Estrai il brano sui missili sovietici della serie P e ricopialo per intero, parola per parola.

→ **ESTRATTO DEL TESTO**:
☆ ☆ ☆

La sperimentazione del sistema di guida era stata fatta sulla cellula dell'affidabile P-15, idem per quanto accadde al P-35. La cosa fu giudicata molto positivamente, tanto che il missile P-15M, a cui era stato installato il sistema di guida del P-50 (Ametist) prese vita da solo, in una apposita versione chiamata poi SS-N-7 Starbright, ma da parte sovietica noto come P-20. Questo missile venne installato su di un nuovo scafo, di tipo convenzionale, con i sensori e sistemi d'arma del Pr. 705 (i velocissimi 'Alpha'), dando vita ad un sottomarino atomico di tipo molto più semplice, il Pr. 670 'Charlie I', che aveva metà dell'apparato motore del Pr.670 'Victor', che aveva ereditato anch'esso i sistemi d'arma del Pr.705. I missili installati sui 'Charlie' erano i P-20L, ovvero il P-20M usato come banco di prova volante per l'elettronica del P-50, e con il sistema di ripiegamento delle ali tipo 'Chelomei', per usare dei compatti tubi di lancio compatti. Le ali erano ripiegate verso l'alto, le cui estremità erano agganciate a delle rotaie di lancio: quando andavano fuori dal tubo, le ali andavano in basso e al di fuori, mentre una calotta idrodinamica era aggiunta per rendere più facile la penetrazione dell'acqua. Non era possibile tuttavia ottenere anche il datalink del P-50, più grande, ma anche così si trattava di un missile molto potente, entrato in servizio attorno al 1967 e suscitando una viva preoccupazione per la NATO, anche se i Charlie I non erano molto potenti e non vennero prodotti in quantità.

☆ ☆ ☆

→ **INSIEME DI DATI**:

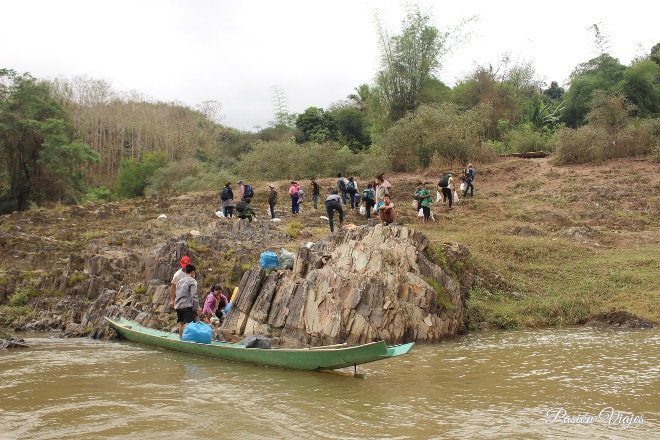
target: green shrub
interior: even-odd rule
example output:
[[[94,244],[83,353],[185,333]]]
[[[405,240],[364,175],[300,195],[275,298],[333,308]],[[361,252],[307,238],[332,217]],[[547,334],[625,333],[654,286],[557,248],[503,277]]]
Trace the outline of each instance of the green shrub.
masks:
[[[601,127],[562,128],[554,137],[555,163],[601,163],[611,142],[607,130]]]
[[[108,202],[112,200],[112,191],[106,188],[105,186],[97,186],[90,188],[85,197],[83,197],[83,203],[96,203],[96,202]]]
[[[510,151],[527,153],[548,151],[548,141],[543,134],[535,131],[532,124],[522,124],[505,135]]]
[[[141,161],[122,160],[119,165],[115,192],[119,197],[124,198],[144,196],[147,180],[166,163],[167,154],[164,151],[146,153]]]

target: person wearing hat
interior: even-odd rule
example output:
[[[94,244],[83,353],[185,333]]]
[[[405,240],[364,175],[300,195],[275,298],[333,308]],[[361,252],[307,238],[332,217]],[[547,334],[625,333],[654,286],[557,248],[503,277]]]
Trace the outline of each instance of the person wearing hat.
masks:
[[[470,190],[470,197],[474,197],[474,185],[472,181],[474,180],[474,167],[471,163],[468,164],[465,171],[465,190],[463,190],[463,198],[467,197],[467,191]]]
[[[192,264],[188,264],[185,272],[184,277],[176,283],[176,296],[174,298],[176,322],[179,326],[179,339],[183,336],[183,329],[186,327],[186,324],[197,321],[199,310],[197,280],[195,279],[197,269]]]
[[[447,203],[449,201],[449,209],[452,209],[452,201],[454,200],[453,197],[453,184],[454,184],[454,178],[451,176],[451,173],[447,174],[447,179],[446,179],[446,184],[447,186],[442,186],[445,183],[443,182],[445,178],[441,178],[440,182],[438,182],[438,187],[442,190],[442,199],[444,200],[444,203]]]
[[[423,182],[417,182],[417,191],[415,192],[415,200],[417,200],[419,206],[418,209],[422,210],[423,222],[426,223],[431,217],[431,191],[427,188],[428,182],[425,184]]]
[[[268,194],[268,207],[270,208],[270,218],[271,220],[275,218],[275,205],[277,204],[277,191],[275,191],[275,185],[272,183],[268,185],[270,188],[270,193]]]
[[[447,191],[449,193],[449,209],[454,209],[452,205],[453,202],[455,202],[454,194],[456,194],[456,180],[451,173],[447,174],[447,176],[449,176],[449,185],[447,185]]]
[[[316,183],[316,178],[312,177],[309,179],[312,182],[312,203],[314,204],[314,209],[318,209],[319,196],[321,195],[321,187]]]
[[[186,266],[190,264],[190,257],[187,255],[184,255],[181,257],[181,260],[179,260],[179,265],[181,266],[179,270],[174,272],[174,276],[172,277],[172,282],[170,283],[170,310],[174,310],[174,298],[176,295],[176,283],[178,283],[181,278],[186,276]]]
[[[298,200],[300,193],[300,185],[295,180],[291,181],[291,186],[289,187],[289,195],[291,196],[291,214],[297,216],[300,214],[300,203]]]
[[[225,183],[225,187],[220,191],[220,202],[222,203],[222,214],[225,217],[234,216],[234,190],[231,182]]]
[[[238,194],[241,196],[241,200],[245,200],[245,185],[243,184],[243,179],[238,179]]]
[[[344,209],[341,207],[341,196],[336,189],[332,190],[330,195],[325,199],[325,212],[328,214],[328,223],[330,225],[330,232],[335,232],[335,212],[339,213],[339,227],[344,225]]]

☆ ☆ ☆

→ **SOLUZIONE**:
La sperimentazione del sistema di guida era stata fatta sulla cellula dell'affidabile P-15, idem per quanto accadde al P-35. La cosa fu giudicata molto positivamente, tanto che il missile P-15M, a cui era stato installato il sistema di guida del P-50 (Ametist) prese vita da solo, in una apposita versione chiamata poi SS-N-7 Starbright, ma da parte sovietica noto come P-20. Questo missile venne installato su di un nuovo scafo, di tipo convenzionale, con i sensori e sistemi d'arma del Pr. 705 (i velocissimi 'Alpha'), dando vita ad un sottomarino atomico di tipo molto più semplice, il Pr. 670 'Charlie I', che aveva metà dell'apparato motore del Pr.670 'Victor', che aveva ereditato anch'esso i sistemi d'arma del Pr.705. I missili installati sui 'Charlie' erano i P-20L, ovvero il P-20M usato come banco di prova volante per l'elettronica del P-50, e con il sistema di ripiegamento delle ali tipo 'Chelomei', per usare dei compatti tubi di lancio compatti. Le ali erano ripiegate verso l'alto, le cui estremità erano agganciate a delle rotaie di lancio: quando andavano fuori dal tubo, le ali andavano in basso e al di fuori, mentre una calotta idrodinamica era aggiunta per rendere più facile la penetrazione dell'acqua. Non era possibile tuttavia ottenere anche il datalink del P-50, più grande, ma anche così si trattava di un missile molto potente, entrato in servizio attorno al 1967 e suscitando una viva preoccupazione per la NATO, anche se i Charlie I non erano molto potenti e non vennero prodotti in quantità.